[Excerpts from bounding-box data]
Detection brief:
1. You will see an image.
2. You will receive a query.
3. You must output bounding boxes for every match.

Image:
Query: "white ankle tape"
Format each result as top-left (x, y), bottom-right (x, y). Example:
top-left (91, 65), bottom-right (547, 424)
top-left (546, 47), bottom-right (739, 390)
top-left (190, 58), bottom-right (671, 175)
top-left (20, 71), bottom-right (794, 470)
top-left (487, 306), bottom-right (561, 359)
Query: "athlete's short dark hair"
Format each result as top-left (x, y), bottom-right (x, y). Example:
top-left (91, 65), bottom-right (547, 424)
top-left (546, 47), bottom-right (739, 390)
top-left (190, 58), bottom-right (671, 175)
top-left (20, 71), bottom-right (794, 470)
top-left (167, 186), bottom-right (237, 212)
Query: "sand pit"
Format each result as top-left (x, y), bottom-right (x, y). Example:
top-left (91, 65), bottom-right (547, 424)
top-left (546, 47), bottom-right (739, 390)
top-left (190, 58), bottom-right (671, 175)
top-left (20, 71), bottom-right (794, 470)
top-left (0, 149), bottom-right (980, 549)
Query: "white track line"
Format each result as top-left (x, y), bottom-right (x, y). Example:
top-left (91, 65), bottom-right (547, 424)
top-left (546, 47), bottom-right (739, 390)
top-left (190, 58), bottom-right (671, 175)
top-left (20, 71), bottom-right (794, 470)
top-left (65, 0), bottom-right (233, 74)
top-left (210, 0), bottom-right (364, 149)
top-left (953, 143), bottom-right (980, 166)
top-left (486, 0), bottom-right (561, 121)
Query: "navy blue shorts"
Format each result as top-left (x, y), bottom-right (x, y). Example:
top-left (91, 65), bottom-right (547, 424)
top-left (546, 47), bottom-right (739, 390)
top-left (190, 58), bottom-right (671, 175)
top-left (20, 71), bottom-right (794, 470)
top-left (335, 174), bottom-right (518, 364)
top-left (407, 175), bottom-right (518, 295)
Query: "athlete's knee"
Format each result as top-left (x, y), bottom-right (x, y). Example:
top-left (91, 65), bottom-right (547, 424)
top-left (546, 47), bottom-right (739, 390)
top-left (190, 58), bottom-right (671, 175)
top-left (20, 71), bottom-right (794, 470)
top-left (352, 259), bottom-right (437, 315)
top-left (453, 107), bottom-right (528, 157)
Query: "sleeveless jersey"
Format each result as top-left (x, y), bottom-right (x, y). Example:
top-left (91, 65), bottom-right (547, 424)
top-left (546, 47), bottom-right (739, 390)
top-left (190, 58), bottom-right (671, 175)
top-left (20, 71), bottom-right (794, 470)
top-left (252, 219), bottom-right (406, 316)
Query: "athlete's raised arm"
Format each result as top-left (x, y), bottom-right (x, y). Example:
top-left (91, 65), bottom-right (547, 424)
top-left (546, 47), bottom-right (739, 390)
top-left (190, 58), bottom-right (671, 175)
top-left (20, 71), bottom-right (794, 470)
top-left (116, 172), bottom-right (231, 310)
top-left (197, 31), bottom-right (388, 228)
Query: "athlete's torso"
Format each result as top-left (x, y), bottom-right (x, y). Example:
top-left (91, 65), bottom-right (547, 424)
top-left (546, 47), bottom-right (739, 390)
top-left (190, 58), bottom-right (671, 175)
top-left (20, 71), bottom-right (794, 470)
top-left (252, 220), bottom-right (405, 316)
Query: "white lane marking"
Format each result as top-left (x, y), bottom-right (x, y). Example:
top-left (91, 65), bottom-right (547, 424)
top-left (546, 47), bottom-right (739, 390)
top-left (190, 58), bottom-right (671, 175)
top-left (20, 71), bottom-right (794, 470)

__The problem__. Reproduce every line of the records above verbatim, without any alteration.

__Exercise result__.
Detection brief:
1. You will see an image.
2. You will receive a query.
3. You must output bounding boxes for every match.

Image:
Query: "white ankle tape"
Format each result as top-left (x, y), bottom-right (x, y). Example:
top-left (91, 65), bottom-right (547, 424)
top-left (546, 47), bottom-right (739, 390)
top-left (190, 58), bottom-right (671, 175)
top-left (20, 71), bottom-right (794, 470)
top-left (487, 306), bottom-right (561, 359)
Query: "athlete's short dark hair"
Format each result as top-left (x, y), bottom-right (x, y). Example:
top-left (91, 65), bottom-right (547, 424)
top-left (546, 47), bottom-right (739, 390)
top-left (190, 58), bottom-right (671, 175)
top-left (20, 71), bottom-right (794, 470)
top-left (167, 186), bottom-right (237, 212)
Query: "sand pit"
Format each result as top-left (x, y), bottom-right (x, y). Example:
top-left (91, 65), bottom-right (547, 424)
top-left (546, 47), bottom-right (739, 390)
top-left (190, 58), bottom-right (671, 175)
top-left (20, 71), bottom-right (794, 470)
top-left (0, 149), bottom-right (980, 549)
Query: "white track line"
Format each result as top-left (x, y), bottom-right (x, y). Example:
top-left (91, 65), bottom-right (547, 424)
top-left (546, 47), bottom-right (739, 390)
top-left (190, 58), bottom-right (671, 175)
top-left (20, 71), bottom-right (794, 470)
top-left (65, 0), bottom-right (233, 74)
top-left (210, 0), bottom-right (364, 149)
top-left (953, 143), bottom-right (980, 166)
top-left (486, 0), bottom-right (561, 121)
Query: "navy blue shorts"
Format each result as top-left (x, y), bottom-right (x, y). Example:
top-left (91, 65), bottom-right (547, 424)
top-left (546, 47), bottom-right (739, 390)
top-left (190, 58), bottom-right (671, 175)
top-left (20, 71), bottom-right (794, 470)
top-left (335, 174), bottom-right (518, 364)
top-left (407, 175), bottom-right (518, 295)
Query: "athlete's knee"
Format each result as top-left (x, y), bottom-right (x, y). Example:
top-left (91, 65), bottom-right (547, 424)
top-left (546, 47), bottom-right (739, 390)
top-left (190, 58), bottom-right (671, 175)
top-left (20, 71), bottom-right (794, 470)
top-left (352, 259), bottom-right (437, 315)
top-left (453, 107), bottom-right (528, 157)
Query: "sleeveless jersey"
Format each result as top-left (x, y), bottom-right (x, y). Example:
top-left (91, 65), bottom-right (547, 424)
top-left (546, 47), bottom-right (739, 390)
top-left (190, 58), bottom-right (671, 175)
top-left (20, 71), bottom-right (794, 470)
top-left (252, 219), bottom-right (406, 316)
Query: "athlete's raised arm"
Format each result as top-left (x, y), bottom-right (x, y). Example:
top-left (91, 65), bottom-right (547, 424)
top-left (546, 47), bottom-right (739, 390)
top-left (190, 58), bottom-right (671, 175)
top-left (20, 71), bottom-right (794, 470)
top-left (116, 172), bottom-right (231, 310)
top-left (197, 31), bottom-right (388, 228)
Query: "athlete's torso"
Format each result as top-left (x, y), bottom-right (x, y). Example:
top-left (91, 65), bottom-right (547, 424)
top-left (546, 47), bottom-right (739, 390)
top-left (190, 58), bottom-right (671, 175)
top-left (20, 71), bottom-right (794, 470)
top-left (252, 220), bottom-right (405, 316)
Query: "white lane marking"
Format each result as top-left (x, y), bottom-right (x, y). Example:
top-left (91, 65), bottom-right (547, 424)
top-left (546, 47), bottom-right (739, 390)
top-left (190, 58), bottom-right (671, 175)
top-left (20, 71), bottom-right (794, 470)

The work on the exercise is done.